Let \(A, B\in \mathsf {SL}(n),\) define the geodesic distance d(AB) as

$$ d(A,B) := \inf _{\begin{array}{c} \gamma : [0,1]\rightarrow \mathsf {SL}(n)\\ \gamma (0) = A, \gamma (1) = B \end{array}} \int _{0}^{1} \langle \gamma '(s), \gamma '(s)\rangle ^\frac{1}{2} \, {\text {d}}s. $$

Then \(d(A,B) \ge |A - B|\).

Proof

The length \(|A-B|\) is equal to the length of the straight-line segment in \({\mathcal {M}}(n)\) that connects A to B,  and is characterized by

$$ |A-B| = \inf _{\begin{array}{c} \gamma : [0,1]\rightarrow {\mathcal {M}}(n)\\ \gamma (0) = A, \gamma (1) = B \end{array}} \int _{0}^{1} \langle \gamma '(s), \gamma '(s)\rangle ^\frac{1}{2} \, {\text {d}}s. $$

As \(\mathsf {SL}(n) \subset {\mathcal {M}}(n)\) necessarily \(|A-B| \le d(A,B)\). \(\square \)

> **Data extract**
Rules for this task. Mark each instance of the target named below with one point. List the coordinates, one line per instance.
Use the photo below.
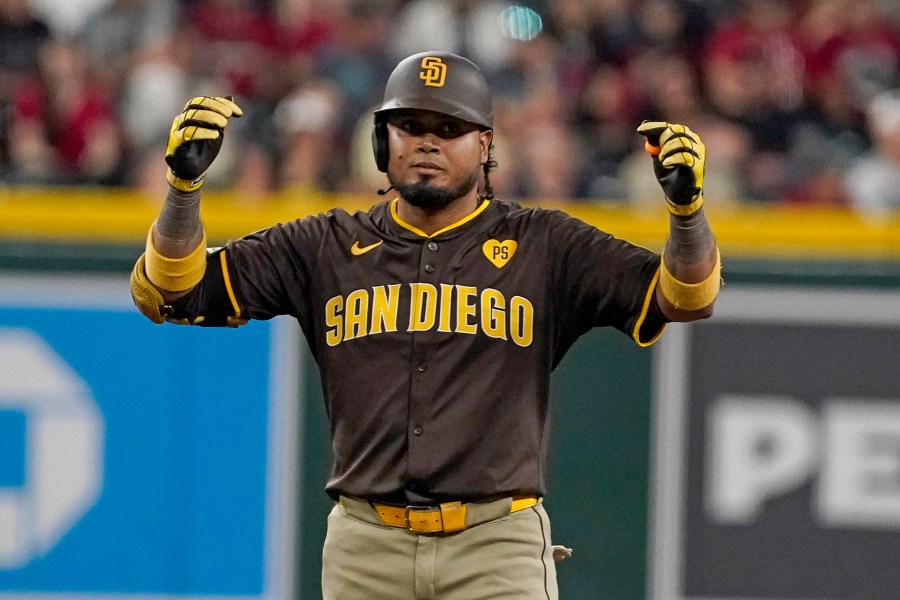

> **Tasks**
- 1) Summarize the text on geodesic distance in SL(n) in two sentences.
- 2) Answer these questions from the text on geodesic distance in SL(n):
(a) On what interval is each path γ defined?
(b) Which segment has a length equal to |A − B|?
(c) What set inclusion does the last step of the proof rely on?
- 3) List every distinct condition placed on the path γ in the two infimum formulas of the text on geodesic distance in SL(n).

> **Outputs**
- 1) For A and B in SL(n), the geodesic distance d(A,B) is the infimum, over paths γ in SL(n) from A to B, of the integral from 0 to 1 of ⟨γ'(s), γ'(s)⟩^(1/2), and the text states that d(A,B) ≥ |A − B|. The proof notes that |A − B| equals the length of the straight-line segment in M(n) connecting A to B, given by the same infimum over paths in M(n), so SL(n) ⊂ M(n) forces |A − B| ≤ d(A,B).

- 2)
(a) [0,1]
(b) The straight-line segment in M(n) that connects A to B
(c) SL(n) ⊂ M(n)

- 3)
- γ maps [0,1] into SL(n)
- γ maps [0,1] into M(n)
- γ(0) = A
- γ(1) = B